Short problem
Return the whole listing exactly as it stands.
** Start Stored rows **
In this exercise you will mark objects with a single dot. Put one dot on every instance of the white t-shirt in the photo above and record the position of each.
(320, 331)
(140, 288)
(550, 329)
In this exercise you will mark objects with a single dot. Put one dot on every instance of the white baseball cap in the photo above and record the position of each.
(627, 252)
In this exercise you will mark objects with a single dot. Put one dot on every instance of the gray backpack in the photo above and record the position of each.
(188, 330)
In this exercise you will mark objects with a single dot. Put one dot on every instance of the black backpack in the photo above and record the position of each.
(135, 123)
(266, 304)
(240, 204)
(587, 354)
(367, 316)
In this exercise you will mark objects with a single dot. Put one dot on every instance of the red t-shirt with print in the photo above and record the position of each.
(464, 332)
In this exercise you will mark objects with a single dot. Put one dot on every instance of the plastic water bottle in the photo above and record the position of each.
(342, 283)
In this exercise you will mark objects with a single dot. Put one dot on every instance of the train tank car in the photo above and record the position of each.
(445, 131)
** End Stored rows **
Exercise result
In this exercise you will mark objects with a single dot. Put one dot on every instance of the white t-shirt in the photo above and record the position of each.
(320, 331)
(140, 288)
(550, 329)
In this exercise you will mark objects with a single dot. Put one dot on every instance of the white baseball cap in the photo above and record the position of each.
(627, 252)
In this exercise you will mark objects with a single dot. Put one dot on every instance of the gray backpack in the photo above and record the position of each.
(188, 330)
In this exercise you will mark objects with a single dot. Put one dot on every instance of the black backpack in the photo above and record the position of each.
(135, 123)
(266, 304)
(240, 204)
(587, 354)
(367, 316)
In this exercise you will mark objects with a single dot. Put one dot on every instance of the red t-shirt with print in the photo above and record the position of each.
(464, 332)
In this exercise you will mark objects with a single dot. Put one dot on every instance of the plastic water bottle in the photo above and record the position of each.
(342, 283)
In this exercise you will mark objects with a single dot. Put one dot on every instance of the train tank car in the photo above and record the position of each.
(445, 131)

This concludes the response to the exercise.